▶ _PETUNJUK TUGAS_:
**1.** Menurut tulisan tentang Hariman Siregar, kenapa Hariman dan kawan-kawan menolak ekonomi berlanggam pertumbuhan dan malah memperjuangkan ekonomi berlanggam pemerataan? Jelaskan dalam satu sampai tiga kalimat.
**2.** Ambil persis bagian tulisan tentang Hariman Siregar antara "Di mata saya, imaji" dan "punya altruisme tinggi.", termasuk kedua ujung itu.
**3.** Periksa apakah tiap pernyataan ini sesuai dengan tulisan tentang Hariman Siregar: (a) Hariman Siregar lahir pada 1 Mei 1950; (b) Hariman Siregar adalah lulusan Fakultas Hukum UI; (c) Hariman Siregar satu-satunya orang yang menerima Anugerah Gelar Tokoh HAM pada 10 Desember 2025. Jawab ya atau tidak untuk masing-masing, lalu kutip kata-kata dari tulisan yang menentukan jawabannya.

▶ _BLOK TEKS_:
┄┄┄┄┄┄┄┄┄┄┄┄┄┄┄┄┄┄┄┄

Isti Nugroho: Hariman Siregar, Sang Demonstran Intelektual

Oleh Isti Nugroho*

ORBITINDONESIA.COM - Yang terbayang ketika Hariman Siregar menerima anugerah gelar Tokoh HAM  dari Kementrian HAM RI adalah sosok demonstran militan yang gigih melawan tirani.         

Frasa ‘sang demonstran’ menghadirkan imajinasi yang teatrikal, ideologis, heroik, keras kepala, nyali besar dan penuh tuntutan perubahan. Bayangkan: siang yang panas, anak-anak muda berteriak-teriak, mengepalkan tangan, menyampaikan banyak tuntutan perbaikan nasib rakyat, lalu tentara dan polisi berjaga-jaga di sela-sela kepulan asap hitam.

Dipompa didih heroisme, protes demonstran pun semakin tajam,  Kata-katanya sangat sensitif. Para  petinggi negeri pun dihujat. Pihak keamanan terpancing jadi emosional. Chaos pun terjadi. Sangat teatrikal.

Di mata saya, imaji itu hingga kini masih melekat pada sosok Hariman Siregar, tokoh peristiwa Malapetaka Lima Belas Januari (Malari) tahun 1974, yang dituduh dengan pasal-pasal subversif (penggulingan pemerintah) dan diancam hukuman mati pada era Orde Baru.

Hingga kini sosok demonstran masih saya temukan dalam diri lulusan Fakultas Kedokteran UI itu. Kritis. Tanpa kompromi. Bicaranya tegas bahkan sering meledak-ledak. Tapi tetap manusia, berjiwa  lembut dan baik hati. Dan punya altruisme tinggi.

Setelah hampir 51 tahun, negara –melalui Kementerian Hak Asasi Manusia-- memberikan Anugerah Gelar Tokoh HAM kepada Hariman Siregar (10 Desember 2025). Lima tokoh lainnya yang juga mendapatkan anugerah yang sama adalah Jimly Asshiddiqie (Ketua MK), Makarim Wibisono (mantan Duta Besar Indonesia untuk PBB), Haris Azhar (aktivis), Yan Christian W dan mendiang Muhammad Imam Aziz (tokoh pluralisme yang menggalang gagasan rekonsiliasi para korban konflik 1965). Pemberian gelar bertepatan dengan peringatan Hari HAM Sedunia 2015. Menurut Menteri HAM Natalius Pigai, keenam tokoh tersebut punya jasa besar dalam mewujudkan Indonesia yang demokratis.

Anti Ekonomi Pertumbuhan dan Modal Asing

Hariman Siregar lahir 1 Mei 1950. Ia menggerakkan demonstrasi –yang kemudian dikenal dengan Malari 1974-- bersama tokoh mahasiswa: Syahrir Chiil, Muhammad Aini Chalid, Judilherry Justam dan lainnya.

Sikap politik Hariman Siregar dan kawan-kawan yang mencuat dalam Malari 1974 adalah anti terhadap ekonomi berlanggam pertumbuhan yang menjurus pada dominasi ekonomi kelompok elite. Sedangkan gagasan yang diperjuangkan Hariman dan kawan-kawan adalah ekonomi berlanggam pemerataan yang dianggap lebih relevan dengan kondisi masyarakat Indonesia, di mana saat itu angka kemiskinan dan pengangguran  sangat  tinggi.

┄┄┄┄┄┄┄┄┄┄┄┄┄┄┄┄┄┄┄┄

▶ _DATA YANG DIKAJI_:
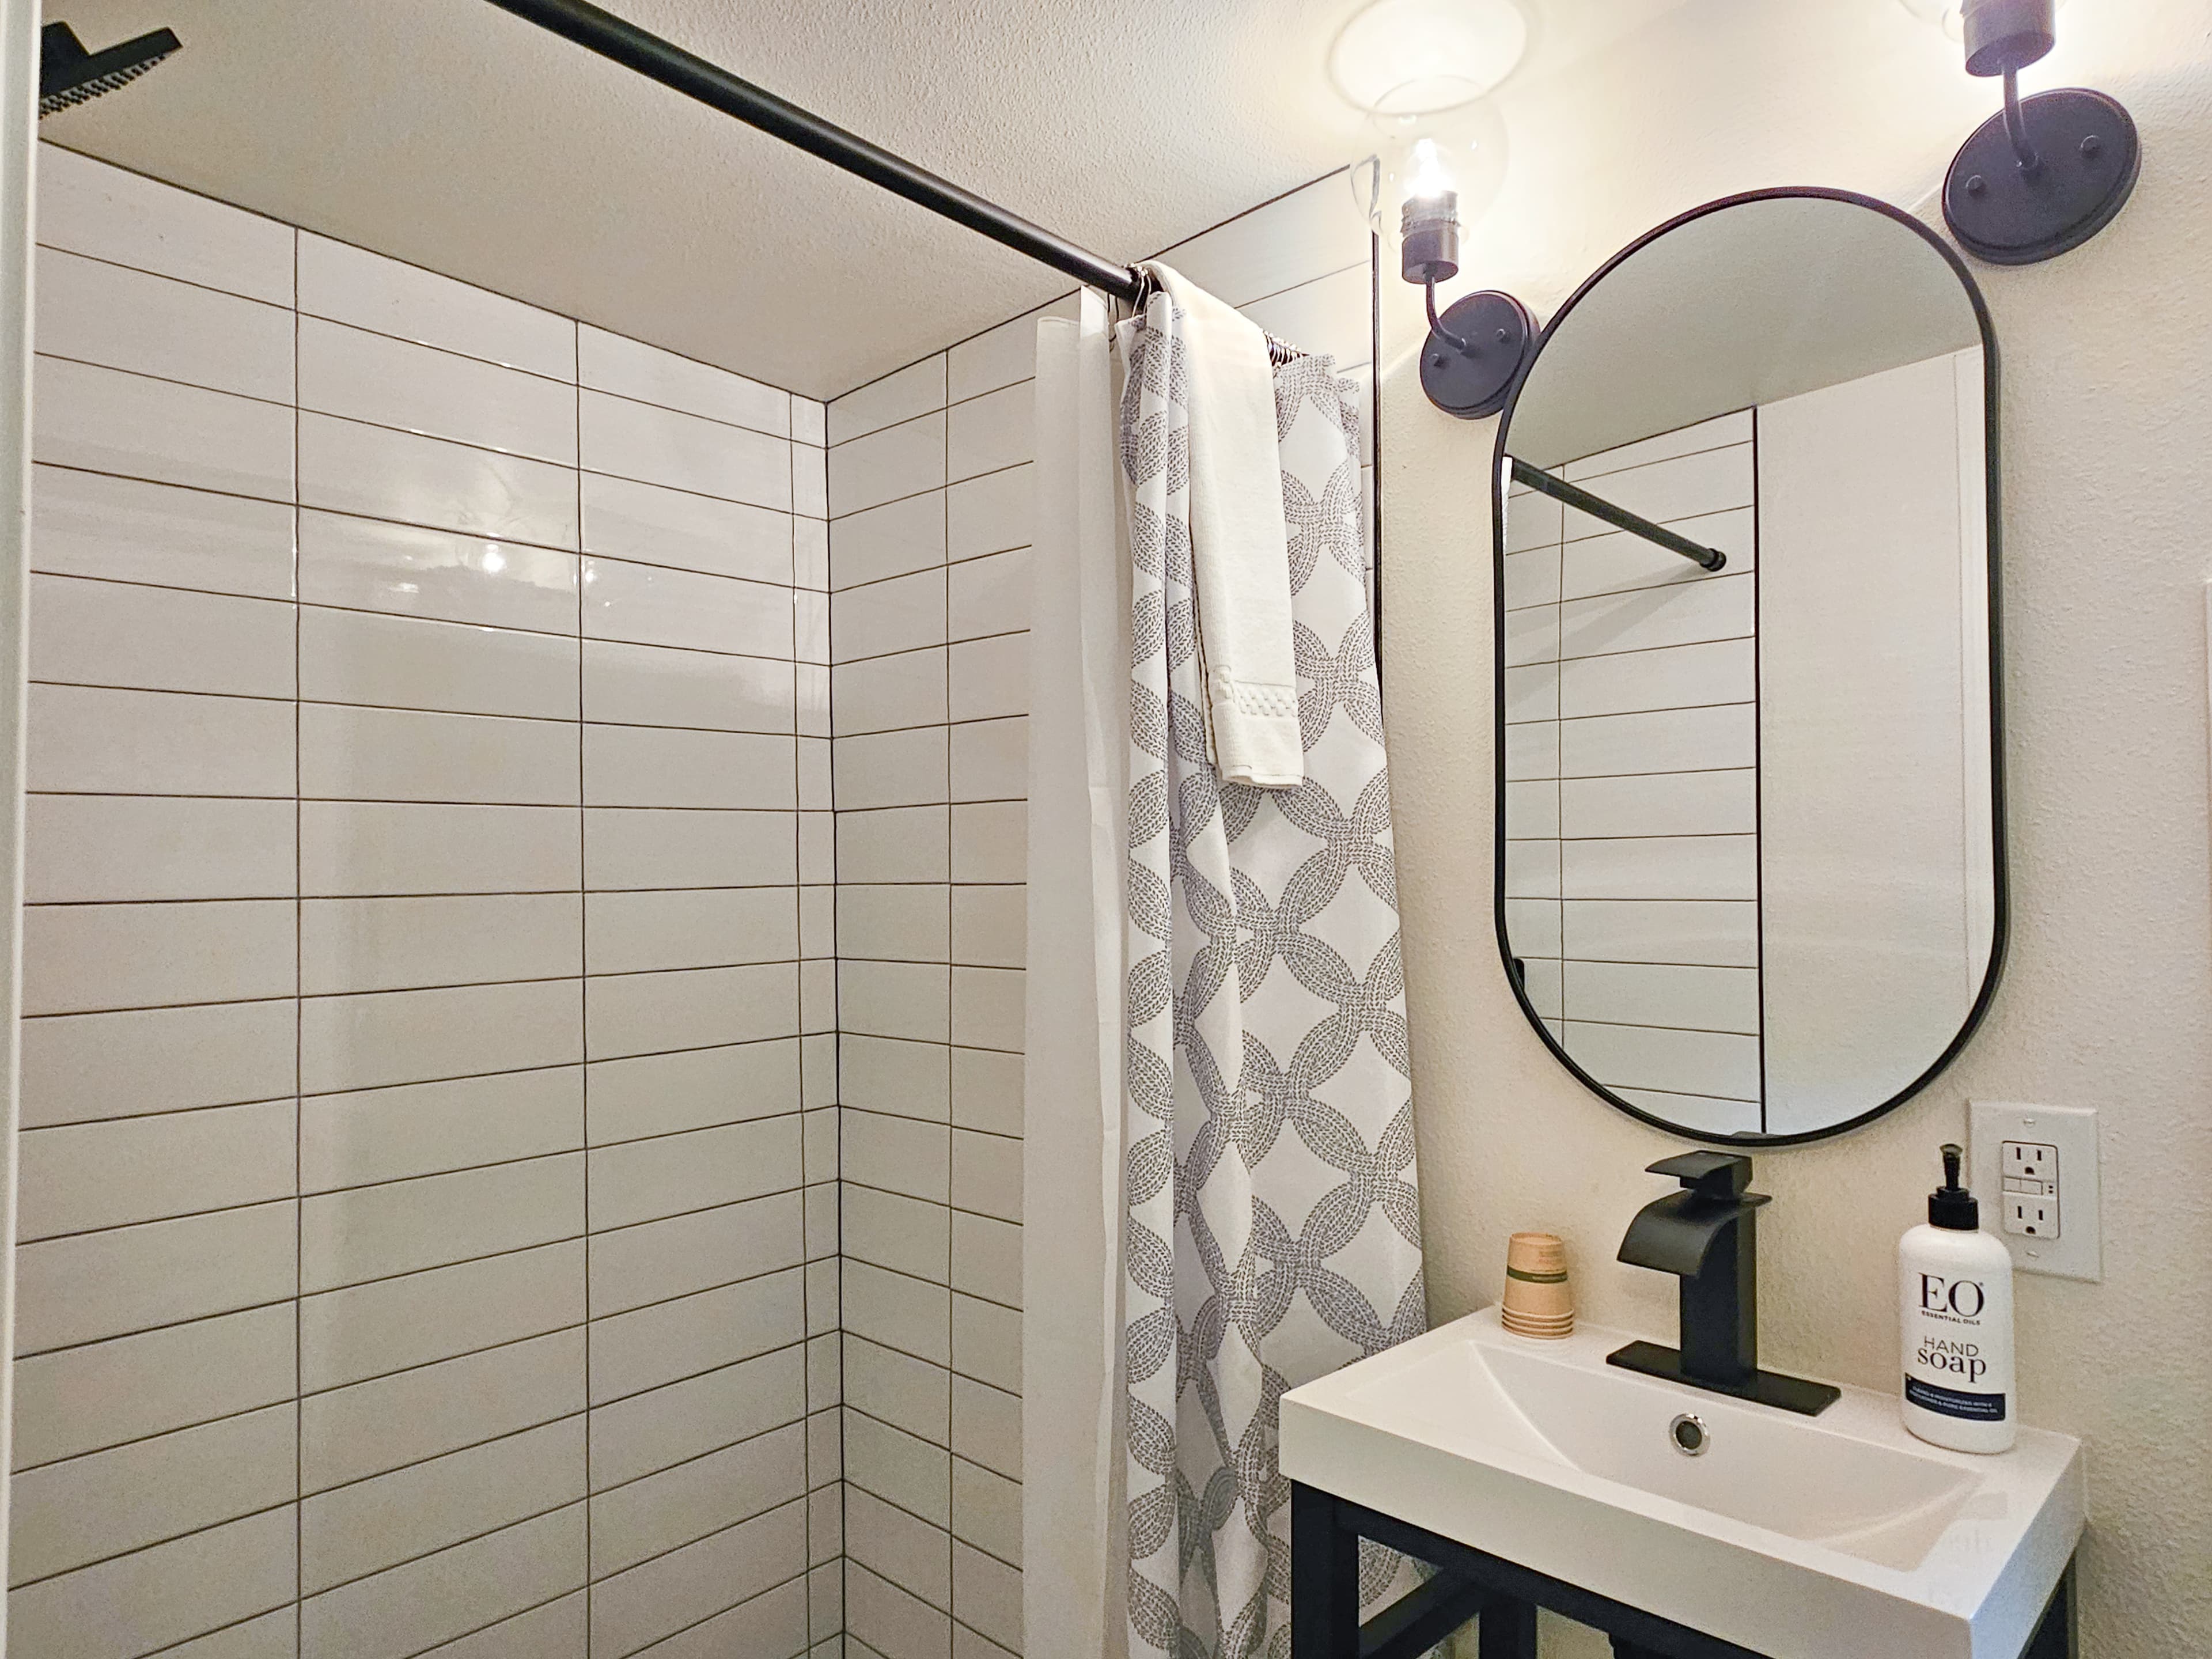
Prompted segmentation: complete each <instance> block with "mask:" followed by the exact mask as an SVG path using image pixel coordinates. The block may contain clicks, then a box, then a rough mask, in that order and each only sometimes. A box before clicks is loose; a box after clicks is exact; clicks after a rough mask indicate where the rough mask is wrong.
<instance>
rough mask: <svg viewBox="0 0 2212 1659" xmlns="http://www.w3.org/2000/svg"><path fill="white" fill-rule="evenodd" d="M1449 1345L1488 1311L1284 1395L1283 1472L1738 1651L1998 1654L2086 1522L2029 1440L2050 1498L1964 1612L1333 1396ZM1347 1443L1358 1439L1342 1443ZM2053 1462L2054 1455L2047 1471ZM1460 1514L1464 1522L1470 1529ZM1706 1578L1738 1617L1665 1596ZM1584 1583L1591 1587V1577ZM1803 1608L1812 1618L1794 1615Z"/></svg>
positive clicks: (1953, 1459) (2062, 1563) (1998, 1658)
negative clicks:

┄┄┄┄┄┄┄┄┄┄┄┄┄┄┄┄┄┄┄┄

▶ _JAWABAN TERTULIS_:
**1.** Mereka menolak ekonomi berlanggam pertumbuhan karena ekonomi seperti itu menjurus pada dominasi ekonomi kelompok elite. Ekonomi berlanggam pemerataan dianggap lebih cocok dengan kondisi masyarakat Indonesia, yang saat itu angka kemiskinan dan penganggurannya sangat tinggi.

**2.**
Di mata saya, imaji itu hingga kini masih melekat pada sosok Hariman Siregar, tokoh peristiwa Malapetaka Lima Belas Januari (Malari) tahun 1974, yang dituduh dengan pasal-pasal subversif (penggulingan pemerintah) dan diancam hukuman mati pada era Orde Baru.

Hingga kini sosok demonstran masih saya temukan dalam diri lulusan Fakultas Kedokteran UI itu. Kritis. Tanpa kompromi. Bicaranya tegas bahkan sering meledak-ledak. Tapi tetap manusia, berjiwa  lembut dan baik hati. Dan punya altruisme tinggi.

**3.**
(a) Ya: "Hariman Siregar lahir 1 Mei 1950."
(b) Tidak: "lulusan Fakultas Kedokteran UI itu"
(c) Tidak: "Lima tokoh lainnya yang juga mendapatkan anugerah yang sama"